• Exercise objective: Pull out every line of the material below that contains the string "tree", and copy each one.

• Recorded data:
──────────────────────────────

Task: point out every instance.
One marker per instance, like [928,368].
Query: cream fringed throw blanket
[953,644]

──────────────────────────────

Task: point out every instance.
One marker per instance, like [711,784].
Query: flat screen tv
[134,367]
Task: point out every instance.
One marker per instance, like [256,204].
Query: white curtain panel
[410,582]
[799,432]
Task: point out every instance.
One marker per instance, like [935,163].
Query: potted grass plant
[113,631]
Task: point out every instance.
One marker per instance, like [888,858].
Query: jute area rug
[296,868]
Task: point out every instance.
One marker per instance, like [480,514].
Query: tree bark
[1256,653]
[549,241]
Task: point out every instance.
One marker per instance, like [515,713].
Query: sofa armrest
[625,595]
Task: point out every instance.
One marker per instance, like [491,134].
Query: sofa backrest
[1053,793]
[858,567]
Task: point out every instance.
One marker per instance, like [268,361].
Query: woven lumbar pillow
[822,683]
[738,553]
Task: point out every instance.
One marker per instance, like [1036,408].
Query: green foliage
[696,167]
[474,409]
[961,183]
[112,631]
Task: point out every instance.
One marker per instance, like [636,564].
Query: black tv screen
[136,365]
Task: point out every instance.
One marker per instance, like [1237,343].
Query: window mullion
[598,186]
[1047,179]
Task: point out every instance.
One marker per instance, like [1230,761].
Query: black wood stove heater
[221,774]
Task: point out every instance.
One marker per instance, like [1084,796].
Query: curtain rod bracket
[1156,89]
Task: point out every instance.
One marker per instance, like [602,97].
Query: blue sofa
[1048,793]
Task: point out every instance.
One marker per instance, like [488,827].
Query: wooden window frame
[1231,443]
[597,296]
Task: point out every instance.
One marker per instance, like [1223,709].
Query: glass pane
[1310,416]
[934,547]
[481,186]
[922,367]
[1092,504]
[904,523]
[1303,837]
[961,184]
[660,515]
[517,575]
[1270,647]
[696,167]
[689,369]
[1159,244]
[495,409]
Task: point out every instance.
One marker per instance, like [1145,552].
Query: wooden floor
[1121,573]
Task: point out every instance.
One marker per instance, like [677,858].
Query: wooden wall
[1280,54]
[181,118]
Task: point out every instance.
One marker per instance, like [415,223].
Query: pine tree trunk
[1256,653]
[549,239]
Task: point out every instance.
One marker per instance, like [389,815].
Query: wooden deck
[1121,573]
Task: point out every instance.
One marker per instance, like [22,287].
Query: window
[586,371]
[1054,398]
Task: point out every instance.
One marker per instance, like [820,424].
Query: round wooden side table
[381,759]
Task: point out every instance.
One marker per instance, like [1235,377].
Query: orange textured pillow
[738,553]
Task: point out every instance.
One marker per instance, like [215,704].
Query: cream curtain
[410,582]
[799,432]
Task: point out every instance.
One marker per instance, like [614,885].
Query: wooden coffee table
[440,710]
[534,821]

──────────────────────────────

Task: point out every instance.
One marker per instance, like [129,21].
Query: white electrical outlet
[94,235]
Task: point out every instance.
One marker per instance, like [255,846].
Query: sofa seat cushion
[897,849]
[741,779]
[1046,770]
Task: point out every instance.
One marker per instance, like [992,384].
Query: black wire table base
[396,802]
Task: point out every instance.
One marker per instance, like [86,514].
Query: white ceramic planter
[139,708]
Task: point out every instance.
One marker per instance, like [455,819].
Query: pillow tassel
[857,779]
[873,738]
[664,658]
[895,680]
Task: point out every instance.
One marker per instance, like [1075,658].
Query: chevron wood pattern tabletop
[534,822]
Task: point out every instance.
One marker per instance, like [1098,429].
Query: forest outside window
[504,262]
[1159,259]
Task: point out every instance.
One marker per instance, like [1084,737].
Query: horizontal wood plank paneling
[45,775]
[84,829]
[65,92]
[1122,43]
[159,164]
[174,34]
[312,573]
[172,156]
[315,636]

──────────────────────────────

• Complete output:
Query: tree bark
Query: pine tree trunk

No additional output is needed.